[BEGIN]

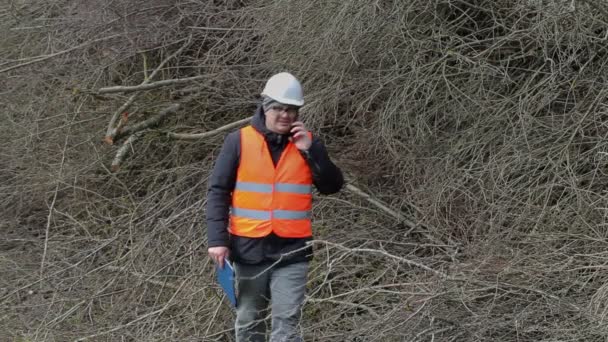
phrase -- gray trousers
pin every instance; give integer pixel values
(283, 287)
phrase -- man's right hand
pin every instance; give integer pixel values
(218, 254)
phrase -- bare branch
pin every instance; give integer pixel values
(111, 131)
(197, 136)
(122, 152)
(153, 121)
(149, 86)
(36, 59)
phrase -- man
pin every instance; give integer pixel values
(258, 210)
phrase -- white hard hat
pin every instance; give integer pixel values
(284, 88)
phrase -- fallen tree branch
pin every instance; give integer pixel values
(381, 252)
(148, 123)
(144, 277)
(148, 86)
(49, 56)
(397, 215)
(124, 149)
(196, 136)
(111, 132)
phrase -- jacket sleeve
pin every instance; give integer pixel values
(327, 177)
(219, 194)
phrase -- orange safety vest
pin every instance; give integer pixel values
(267, 198)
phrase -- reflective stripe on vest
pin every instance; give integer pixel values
(269, 198)
(279, 187)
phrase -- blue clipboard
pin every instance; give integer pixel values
(225, 276)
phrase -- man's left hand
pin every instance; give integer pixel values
(300, 136)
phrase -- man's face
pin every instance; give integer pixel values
(280, 117)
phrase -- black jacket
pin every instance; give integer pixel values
(327, 178)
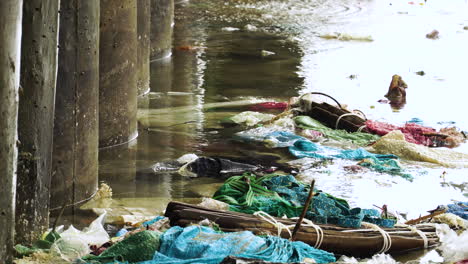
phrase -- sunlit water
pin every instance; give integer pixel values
(226, 65)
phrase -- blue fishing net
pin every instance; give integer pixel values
(301, 147)
(280, 195)
(459, 208)
(203, 245)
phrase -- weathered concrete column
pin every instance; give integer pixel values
(143, 24)
(10, 38)
(36, 118)
(118, 72)
(75, 161)
(162, 19)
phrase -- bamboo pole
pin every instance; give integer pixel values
(336, 239)
(10, 38)
(36, 117)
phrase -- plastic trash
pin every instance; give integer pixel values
(269, 106)
(347, 37)
(214, 204)
(94, 235)
(395, 143)
(250, 118)
(280, 195)
(121, 232)
(454, 246)
(459, 208)
(358, 138)
(200, 244)
(70, 248)
(137, 247)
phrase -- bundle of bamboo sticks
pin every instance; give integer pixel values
(363, 242)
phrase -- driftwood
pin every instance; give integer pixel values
(339, 240)
(334, 117)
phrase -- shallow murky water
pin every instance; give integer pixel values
(225, 64)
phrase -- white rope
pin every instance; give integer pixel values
(343, 115)
(419, 232)
(318, 231)
(387, 240)
(270, 219)
(280, 226)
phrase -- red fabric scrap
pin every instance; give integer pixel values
(269, 106)
(414, 133)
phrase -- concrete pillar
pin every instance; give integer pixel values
(10, 38)
(118, 72)
(162, 18)
(75, 161)
(36, 117)
(143, 24)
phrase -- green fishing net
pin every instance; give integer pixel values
(280, 195)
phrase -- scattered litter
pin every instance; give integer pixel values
(201, 244)
(418, 134)
(454, 247)
(459, 208)
(139, 246)
(250, 118)
(281, 106)
(280, 195)
(267, 53)
(452, 220)
(70, 248)
(230, 29)
(346, 37)
(434, 34)
(249, 27)
(421, 73)
(214, 204)
(357, 138)
(395, 143)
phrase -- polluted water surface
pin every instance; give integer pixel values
(220, 71)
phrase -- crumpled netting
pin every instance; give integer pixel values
(357, 138)
(395, 143)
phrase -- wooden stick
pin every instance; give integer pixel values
(417, 220)
(304, 211)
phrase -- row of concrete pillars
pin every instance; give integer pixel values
(73, 100)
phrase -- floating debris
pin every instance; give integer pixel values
(420, 73)
(230, 29)
(249, 27)
(267, 53)
(346, 37)
(434, 34)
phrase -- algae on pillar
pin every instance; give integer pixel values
(162, 19)
(36, 118)
(118, 72)
(10, 38)
(75, 161)
(143, 24)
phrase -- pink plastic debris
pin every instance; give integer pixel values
(269, 106)
(414, 133)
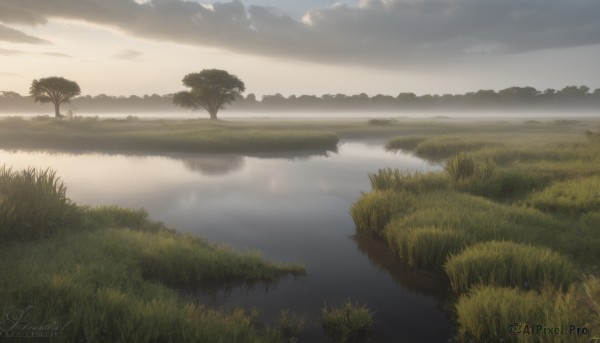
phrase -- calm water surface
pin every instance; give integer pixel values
(292, 208)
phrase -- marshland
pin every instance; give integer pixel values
(343, 230)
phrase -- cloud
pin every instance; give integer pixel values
(376, 32)
(128, 54)
(10, 52)
(9, 34)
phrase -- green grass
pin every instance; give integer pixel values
(572, 197)
(33, 204)
(374, 210)
(426, 247)
(399, 181)
(404, 143)
(106, 275)
(349, 323)
(509, 264)
(487, 313)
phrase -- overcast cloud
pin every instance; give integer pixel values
(377, 32)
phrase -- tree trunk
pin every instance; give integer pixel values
(57, 110)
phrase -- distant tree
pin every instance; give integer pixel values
(56, 90)
(211, 89)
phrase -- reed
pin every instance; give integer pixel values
(490, 314)
(349, 323)
(374, 210)
(572, 197)
(33, 204)
(509, 264)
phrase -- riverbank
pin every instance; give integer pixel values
(512, 222)
(110, 274)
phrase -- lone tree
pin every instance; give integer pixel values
(211, 89)
(56, 90)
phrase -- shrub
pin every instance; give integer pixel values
(509, 264)
(374, 210)
(349, 323)
(33, 204)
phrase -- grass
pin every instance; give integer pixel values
(425, 247)
(572, 197)
(106, 279)
(508, 264)
(488, 313)
(33, 204)
(162, 136)
(374, 210)
(349, 323)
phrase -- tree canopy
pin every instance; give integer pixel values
(211, 89)
(56, 90)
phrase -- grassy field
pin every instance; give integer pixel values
(513, 221)
(107, 274)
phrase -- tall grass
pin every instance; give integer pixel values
(425, 247)
(374, 210)
(398, 180)
(487, 314)
(349, 323)
(33, 204)
(509, 264)
(105, 283)
(572, 197)
(404, 143)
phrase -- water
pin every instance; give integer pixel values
(292, 208)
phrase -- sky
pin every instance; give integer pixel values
(125, 47)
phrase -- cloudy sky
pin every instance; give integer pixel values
(124, 47)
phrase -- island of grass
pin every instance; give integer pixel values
(512, 220)
(109, 274)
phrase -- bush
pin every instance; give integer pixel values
(349, 323)
(509, 264)
(33, 204)
(374, 210)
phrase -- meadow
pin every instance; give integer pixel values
(512, 221)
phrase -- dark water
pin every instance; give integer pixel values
(292, 208)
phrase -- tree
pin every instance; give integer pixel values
(211, 89)
(56, 90)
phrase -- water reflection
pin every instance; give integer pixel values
(415, 280)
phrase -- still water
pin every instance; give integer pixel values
(293, 208)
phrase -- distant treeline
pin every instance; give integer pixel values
(517, 98)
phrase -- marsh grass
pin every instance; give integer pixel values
(289, 325)
(106, 282)
(399, 181)
(33, 204)
(445, 147)
(374, 210)
(404, 143)
(509, 264)
(487, 313)
(425, 247)
(572, 197)
(349, 323)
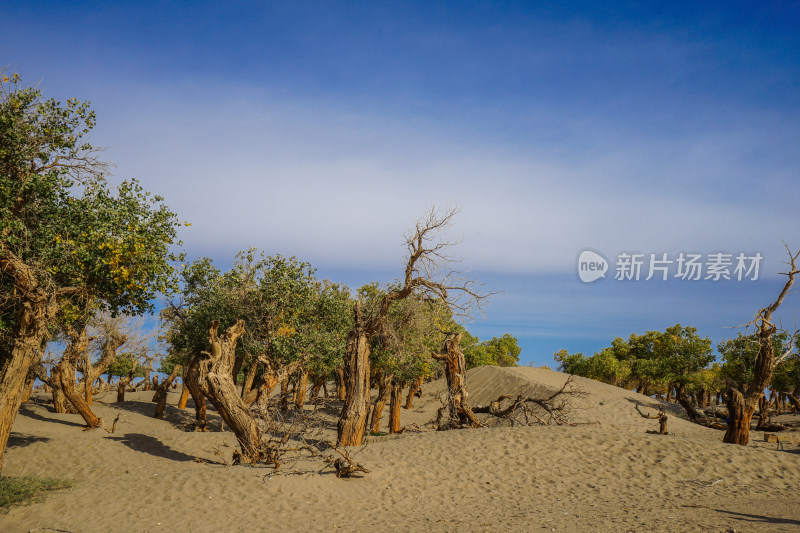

[END]

[Written instruction] Count the lines above that contain the string "plastic", treating uppercase and lowercase letters as distinct. State only the number.

[Response] 2